• Exercise prompt: For the material that follows, return exactly the lines from the one with "Drop a marker on the snowy" through the one with "[(104, 398)]", both ends included.

::::::::::

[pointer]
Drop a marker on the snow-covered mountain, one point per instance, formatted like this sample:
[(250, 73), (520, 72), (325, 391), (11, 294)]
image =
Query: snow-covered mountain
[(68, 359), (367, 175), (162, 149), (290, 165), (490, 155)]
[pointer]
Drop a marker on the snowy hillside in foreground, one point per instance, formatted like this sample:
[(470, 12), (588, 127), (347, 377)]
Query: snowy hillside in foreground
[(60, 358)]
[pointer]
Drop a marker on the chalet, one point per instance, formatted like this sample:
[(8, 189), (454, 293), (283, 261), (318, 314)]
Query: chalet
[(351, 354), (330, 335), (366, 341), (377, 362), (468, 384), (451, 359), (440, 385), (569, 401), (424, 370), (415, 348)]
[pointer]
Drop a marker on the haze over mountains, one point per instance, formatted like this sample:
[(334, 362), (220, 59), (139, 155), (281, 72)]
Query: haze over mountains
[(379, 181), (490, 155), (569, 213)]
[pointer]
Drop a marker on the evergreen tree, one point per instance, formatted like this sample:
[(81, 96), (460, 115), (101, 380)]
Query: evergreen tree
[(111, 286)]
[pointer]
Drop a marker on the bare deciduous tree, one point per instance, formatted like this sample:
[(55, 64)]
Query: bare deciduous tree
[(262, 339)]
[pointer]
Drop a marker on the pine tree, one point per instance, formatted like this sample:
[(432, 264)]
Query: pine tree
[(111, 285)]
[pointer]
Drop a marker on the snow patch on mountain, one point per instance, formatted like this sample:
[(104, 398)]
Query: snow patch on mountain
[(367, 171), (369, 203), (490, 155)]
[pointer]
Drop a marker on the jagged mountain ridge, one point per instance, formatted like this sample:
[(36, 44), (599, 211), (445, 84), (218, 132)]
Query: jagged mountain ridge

::::::::::

• Response to the exercise:
Drop a marker on the snowy hillside in foreground, one point per instance, formatted like this sample:
[(470, 12), (588, 127), (347, 377)]
Query: snowy hillside in foreground
[(60, 358)]
[pointer]
Drop a marker on the chalet, one point per instance, formatted like this sample:
[(8, 189), (454, 293), (283, 261), (318, 314)]
Query: chalet
[(351, 354), (330, 335), (366, 341), (377, 362), (468, 384), (451, 359), (440, 385), (569, 401), (424, 370), (415, 348)]
[pointer]
Drop a marker on the haze over mountains, one point per instance, formatted like this sample:
[(334, 362), (220, 59), (139, 155), (281, 72)]
Query: haze over mountains
[(379, 181), (490, 155), (569, 213)]
[pointer]
Drop a marker on the evergreen tree, one point per instance, formatted like this sample:
[(81, 96), (460, 115), (101, 380)]
Query: evergreen tree
[(111, 286)]
[pointer]
Drop a marker on the bare deciduous tree, one point per instance, formatted like this sample:
[(55, 64)]
Query: bare deciduous tree
[(262, 339)]
[pointer]
Drop a marker on the pine tree, one point per instance, formatted like this sample:
[(432, 264)]
Query: pine tree
[(111, 285)]
[pointer]
Drop a marker on the snow patch on mountain, one point per instance, formatted like this sample:
[(104, 398)]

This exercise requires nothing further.